:: Your instructions ::
Go to the line containing "Identify every instance of the forested" in the records below. Repeat it and the lines after it exactly, all the way to the end.

:: Supplied material ::
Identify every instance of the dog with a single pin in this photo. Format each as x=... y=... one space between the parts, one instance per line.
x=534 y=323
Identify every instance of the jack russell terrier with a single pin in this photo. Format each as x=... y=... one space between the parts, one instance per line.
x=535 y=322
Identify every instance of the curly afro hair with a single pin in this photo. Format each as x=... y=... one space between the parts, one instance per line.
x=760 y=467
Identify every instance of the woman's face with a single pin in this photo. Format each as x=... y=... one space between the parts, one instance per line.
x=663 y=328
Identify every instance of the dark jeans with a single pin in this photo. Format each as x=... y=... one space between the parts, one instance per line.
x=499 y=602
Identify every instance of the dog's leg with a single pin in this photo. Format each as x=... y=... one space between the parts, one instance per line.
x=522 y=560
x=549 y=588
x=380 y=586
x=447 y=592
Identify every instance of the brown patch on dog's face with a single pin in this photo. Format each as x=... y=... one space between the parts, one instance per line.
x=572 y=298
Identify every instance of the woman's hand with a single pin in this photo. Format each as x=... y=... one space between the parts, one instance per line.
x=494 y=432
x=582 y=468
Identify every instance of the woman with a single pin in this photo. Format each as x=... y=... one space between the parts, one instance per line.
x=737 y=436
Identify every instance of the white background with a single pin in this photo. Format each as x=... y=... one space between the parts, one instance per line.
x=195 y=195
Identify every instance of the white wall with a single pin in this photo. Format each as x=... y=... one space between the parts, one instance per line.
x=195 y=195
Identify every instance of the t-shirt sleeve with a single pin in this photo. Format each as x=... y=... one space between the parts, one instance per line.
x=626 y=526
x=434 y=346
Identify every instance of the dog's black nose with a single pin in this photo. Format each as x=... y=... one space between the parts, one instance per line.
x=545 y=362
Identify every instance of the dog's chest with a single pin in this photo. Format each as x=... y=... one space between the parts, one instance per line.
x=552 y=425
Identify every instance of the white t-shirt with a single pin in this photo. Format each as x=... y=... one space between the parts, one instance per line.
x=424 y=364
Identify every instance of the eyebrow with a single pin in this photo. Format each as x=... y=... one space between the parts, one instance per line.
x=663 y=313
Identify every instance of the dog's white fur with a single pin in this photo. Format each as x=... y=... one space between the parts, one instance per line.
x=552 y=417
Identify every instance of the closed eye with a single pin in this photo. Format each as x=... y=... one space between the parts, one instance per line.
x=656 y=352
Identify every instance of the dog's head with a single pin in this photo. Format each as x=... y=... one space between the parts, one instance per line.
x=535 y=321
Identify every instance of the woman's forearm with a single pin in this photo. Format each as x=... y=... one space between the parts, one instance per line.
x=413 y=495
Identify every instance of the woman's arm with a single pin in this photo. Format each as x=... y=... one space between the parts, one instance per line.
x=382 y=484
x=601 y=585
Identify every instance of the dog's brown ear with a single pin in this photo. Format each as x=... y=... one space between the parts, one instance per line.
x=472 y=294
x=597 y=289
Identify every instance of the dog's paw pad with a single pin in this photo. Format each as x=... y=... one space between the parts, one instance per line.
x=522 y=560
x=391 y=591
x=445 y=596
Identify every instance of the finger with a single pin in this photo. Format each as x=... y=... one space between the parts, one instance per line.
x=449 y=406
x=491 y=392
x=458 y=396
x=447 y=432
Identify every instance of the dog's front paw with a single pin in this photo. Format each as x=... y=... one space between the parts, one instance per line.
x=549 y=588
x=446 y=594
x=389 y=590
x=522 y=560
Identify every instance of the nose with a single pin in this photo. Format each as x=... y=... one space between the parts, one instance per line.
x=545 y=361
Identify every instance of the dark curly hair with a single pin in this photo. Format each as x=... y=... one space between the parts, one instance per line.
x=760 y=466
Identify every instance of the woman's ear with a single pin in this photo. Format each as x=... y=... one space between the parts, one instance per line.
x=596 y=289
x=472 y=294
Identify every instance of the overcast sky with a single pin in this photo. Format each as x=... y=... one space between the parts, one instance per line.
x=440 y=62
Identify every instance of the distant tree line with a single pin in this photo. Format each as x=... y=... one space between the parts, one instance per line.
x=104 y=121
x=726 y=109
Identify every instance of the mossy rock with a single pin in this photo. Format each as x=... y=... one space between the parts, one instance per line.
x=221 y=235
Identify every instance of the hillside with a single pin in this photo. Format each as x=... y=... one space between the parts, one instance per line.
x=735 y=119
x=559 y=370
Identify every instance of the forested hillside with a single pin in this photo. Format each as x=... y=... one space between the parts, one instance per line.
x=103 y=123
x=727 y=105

:: Problem solution ::
Identify every instance of the forested hillside with a single pin in this photo. Format each as x=... y=... one space between the parts, one instance per line.
x=103 y=123
x=727 y=105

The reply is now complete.